An unhealthy gut triggers changes in normal breast tissue that may help breast cancer metastasize, according to new, early research from the University of Virginia (UVA) Cancer Center published by Feng et al in Cancer Immunology Research. The researchers found that when the gut microbiome is disrupted by poor diet, long-term antibiotic use, obesity, or other factors, it reprograms mast cells in healthy breast tissue to facilitate cancer’s spread.
The findings could help scientists develop ways to keep breast cancer from metastasizing. When it does, it is often deadly: only 29% of women with metastatic breast cancer survive 5 years; for men with metastatic breast cancer, that figure is just 22%. The discovery may also assist doctors in predicting which patients are at greatest risk of cancer recurrence after treatment.
“We showed [that] gut commensal dysbiosis, an unhealthy and inflammatory gut microbiome, systemically changes the mammary tissues of mice that do not have cancer. The tissue changes enhance infiltration of mast cells that, in the presence of a tumor, facilitate breast tumor metastasis,” said researcher Melanie R. Rutkowski, PhD, of UVA Cancer Center and Associate Professor of Microbiology, Immunology, and Cancer Biology at the UVA School of Medicine. “Mast cells recruited into the tissue environment during dysbiosis restructure the tissue architecture in such a way that tumor cells metastasize to other organs.”
The Microbiome and Breast Cancer
Dr. Rutkowski has been a pioneer in unveiling the surprising relationship between gut health and breast cancer. Her latest work reveals complex interactions between our gut microbes and mast cells in the breast. The current study suggests that the gut microbiome can systemically influence mast cell behavior and function in the presence of tumors.

** RECORDS SUPPLIED **

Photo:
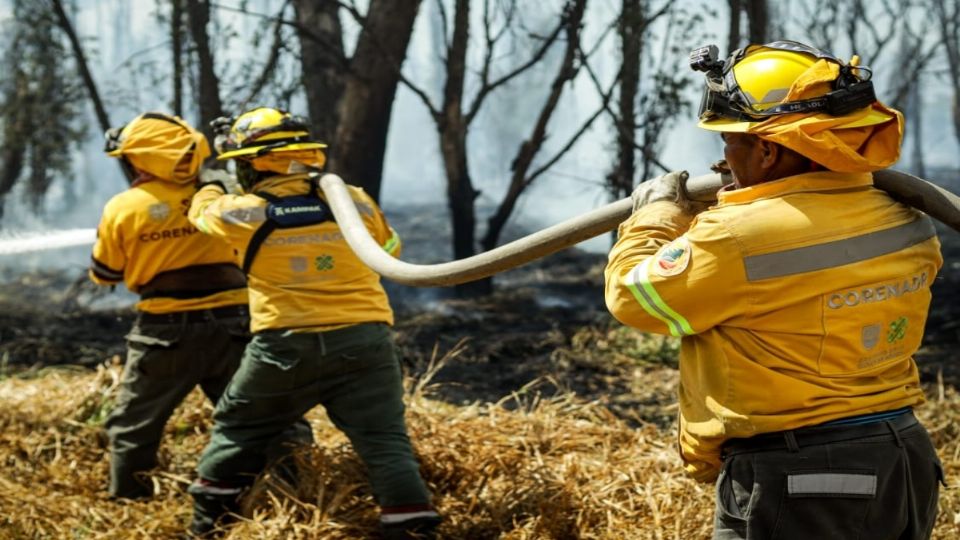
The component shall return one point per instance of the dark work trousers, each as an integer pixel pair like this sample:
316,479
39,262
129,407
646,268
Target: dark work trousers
353,372
167,356
874,481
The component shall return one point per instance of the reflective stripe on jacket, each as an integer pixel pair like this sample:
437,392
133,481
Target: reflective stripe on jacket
799,301
144,231
302,277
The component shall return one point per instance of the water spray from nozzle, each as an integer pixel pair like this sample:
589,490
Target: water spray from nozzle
13,242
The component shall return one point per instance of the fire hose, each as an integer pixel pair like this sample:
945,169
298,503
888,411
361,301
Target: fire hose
937,202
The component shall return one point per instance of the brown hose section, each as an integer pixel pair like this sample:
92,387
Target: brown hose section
935,201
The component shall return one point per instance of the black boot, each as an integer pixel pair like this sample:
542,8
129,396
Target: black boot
213,505
419,528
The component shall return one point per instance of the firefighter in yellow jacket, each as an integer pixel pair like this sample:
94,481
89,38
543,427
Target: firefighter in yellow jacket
192,319
800,298
320,320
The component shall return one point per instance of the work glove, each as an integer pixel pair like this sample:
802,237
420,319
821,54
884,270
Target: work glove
668,187
219,177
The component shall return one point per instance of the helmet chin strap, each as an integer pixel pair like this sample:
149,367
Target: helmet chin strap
247,175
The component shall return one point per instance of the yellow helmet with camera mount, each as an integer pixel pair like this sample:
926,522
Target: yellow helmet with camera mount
759,82
261,131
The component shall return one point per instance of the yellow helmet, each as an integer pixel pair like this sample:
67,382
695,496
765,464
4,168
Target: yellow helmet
162,145
753,85
261,131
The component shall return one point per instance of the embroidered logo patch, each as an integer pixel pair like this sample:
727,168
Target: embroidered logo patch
673,258
898,329
869,336
159,211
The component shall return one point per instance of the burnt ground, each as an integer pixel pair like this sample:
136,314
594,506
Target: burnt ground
545,330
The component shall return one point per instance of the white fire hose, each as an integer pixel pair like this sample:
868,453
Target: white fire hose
920,194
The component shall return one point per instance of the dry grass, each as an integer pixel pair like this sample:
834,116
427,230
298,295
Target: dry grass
538,468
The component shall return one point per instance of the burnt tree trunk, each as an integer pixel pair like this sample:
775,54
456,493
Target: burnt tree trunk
759,20
370,89
733,34
453,146
323,65
176,36
520,178
630,28
198,15
102,117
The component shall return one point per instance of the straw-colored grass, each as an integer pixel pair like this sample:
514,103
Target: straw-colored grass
540,468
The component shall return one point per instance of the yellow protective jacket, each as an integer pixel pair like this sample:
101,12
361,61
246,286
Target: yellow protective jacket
302,278
143,232
799,301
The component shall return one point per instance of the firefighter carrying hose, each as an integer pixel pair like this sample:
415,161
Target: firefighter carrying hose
320,321
192,320
800,298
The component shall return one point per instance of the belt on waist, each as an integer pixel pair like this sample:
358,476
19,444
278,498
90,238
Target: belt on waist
817,435
194,281
194,316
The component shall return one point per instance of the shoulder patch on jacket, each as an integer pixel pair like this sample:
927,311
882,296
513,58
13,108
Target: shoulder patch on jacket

** EXERCISE INSTRUCTIONS **
Answer from the text on gut health and breast cancer:
1. In which journal was the research by Feng et al published?
2. What share of men with metastatic breast cancer survive 5 years?
3. Which cells in healthy breast tissue does a disrupted gut microbiome reprogram?

** REPLY **
1. Cancer Immunology Research
2. 22%
3. Mast cells